**GOAL 1**
Pull out each line of the listing that contains the string "flag". Case counts.

**SELECTION**
At the center of the new effort must be national development programs. It is essential that the developing nations set for themselves sensible targets; that these targets be based on balanced programs for their own economic, educational and social growth-programs which use their own resources to the maximum. If planning assistance is required, our own aid organization will be prepared to respond to requests for such assistance, along with the International Bank for Reconstruction and Development and other international and private institutions. Thus, the first requirement is that each recipient government seriously undertake t6 the best of its ability on its own those efforts of resource mobilization, self-help and internal reform--including land reform, tax reform and improved education and social justice--which its own development requires and which would increase its capacity to absorb external capital productivity.
These national development programs-and the kind of assistance the Free World provides--must be tailored to the recipients' current stage of development and their foreseeable potential. A large infusion of development capital cannot now be absorbed by many nations newly emerging from a wholly underdeveloped condition. Their primary need at first will be the development of human resources, education, technical assistance and the groundwork of basic facilities and institutions necessary for further growth. Other countries may possess the necessary human and material resources to move toward status as developing nations, but they need transitional assistance from the outside to enable them to mobilize those resources and move into the more advanced stage of development where loans can put them on their feet. Still others already have the capacity to absorb and effectively utilize substantial investment capital.
Finally, it will be necessary, for the time being, to provide grant assistance to those nations that are hard pressed by external or internal pressure, so that they can meet those pressures and maintain their independence. In such cases it will be our objective to help them, as soon as circumstances permit, make the transition from instability and stagnation to growth; shifting our assistance as rapidly as possible from a grant to a development loan basis. For our new program should not be based merely on reaction to communist threats or short-term crises. We have a positive interest in helping less-developed nations provide decent living standards for their people and achieve sufficient strength, self-respect and independence to become self-reliant members of the community of nations. And thus our aid should be conditioned on the recipients' ability and willingness to take the steps necessary to reach that goal.

Pointing dataset records:
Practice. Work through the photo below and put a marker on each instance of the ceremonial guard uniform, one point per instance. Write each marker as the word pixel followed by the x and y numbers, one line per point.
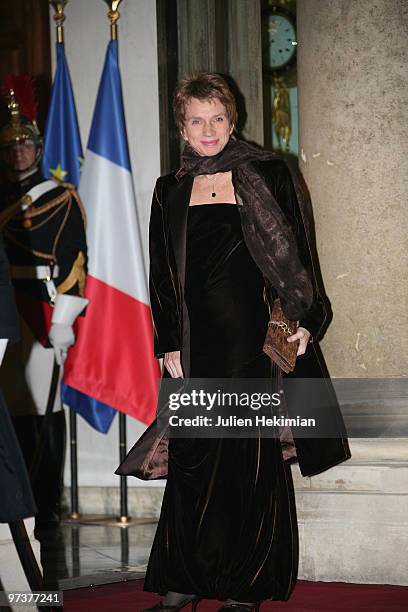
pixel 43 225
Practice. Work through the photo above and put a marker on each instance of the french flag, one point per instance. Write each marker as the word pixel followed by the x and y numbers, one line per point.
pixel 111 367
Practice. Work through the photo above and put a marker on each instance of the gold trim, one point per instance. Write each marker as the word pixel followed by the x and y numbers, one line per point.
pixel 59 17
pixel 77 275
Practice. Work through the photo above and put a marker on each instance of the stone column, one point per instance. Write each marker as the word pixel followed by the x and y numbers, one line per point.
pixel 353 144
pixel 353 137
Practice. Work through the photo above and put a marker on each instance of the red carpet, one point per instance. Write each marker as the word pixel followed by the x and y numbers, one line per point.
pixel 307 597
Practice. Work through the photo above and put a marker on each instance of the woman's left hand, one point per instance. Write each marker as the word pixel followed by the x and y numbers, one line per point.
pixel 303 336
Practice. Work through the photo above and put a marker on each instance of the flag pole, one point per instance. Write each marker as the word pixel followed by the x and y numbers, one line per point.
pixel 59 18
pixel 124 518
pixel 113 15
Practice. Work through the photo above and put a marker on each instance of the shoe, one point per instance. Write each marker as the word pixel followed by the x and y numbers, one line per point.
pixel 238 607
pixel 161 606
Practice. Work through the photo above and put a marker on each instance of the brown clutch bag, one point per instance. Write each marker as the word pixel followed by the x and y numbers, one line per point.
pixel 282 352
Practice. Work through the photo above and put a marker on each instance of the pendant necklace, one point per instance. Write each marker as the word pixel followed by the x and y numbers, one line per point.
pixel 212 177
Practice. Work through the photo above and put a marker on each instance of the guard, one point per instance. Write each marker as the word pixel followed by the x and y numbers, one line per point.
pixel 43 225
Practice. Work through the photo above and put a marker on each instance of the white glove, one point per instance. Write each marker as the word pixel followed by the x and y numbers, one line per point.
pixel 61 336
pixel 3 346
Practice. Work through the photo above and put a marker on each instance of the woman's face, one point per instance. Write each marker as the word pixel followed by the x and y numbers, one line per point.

**GOAL 2**
From the passage on development assistance, list every primary need it names for nations newly emerging from a wholly underdeveloped condition.

**TASK RESPONSE 1**
Practice. Work through the photo above and put a marker on each instance of the french flag, one point per instance. Write each marker as the word pixel followed by the x and y numbers, one line per point.
Practice. Work through the photo above and put a marker on each instance of the flag pole, one point per instance. Write each marker as the word pixel followed by the x and y numbers, one line per point.

**TASK RESPONSE 2**
- the development of human resources
- education
- technical assistance
- the groundwork of basic facilities and institutions necessary for further growth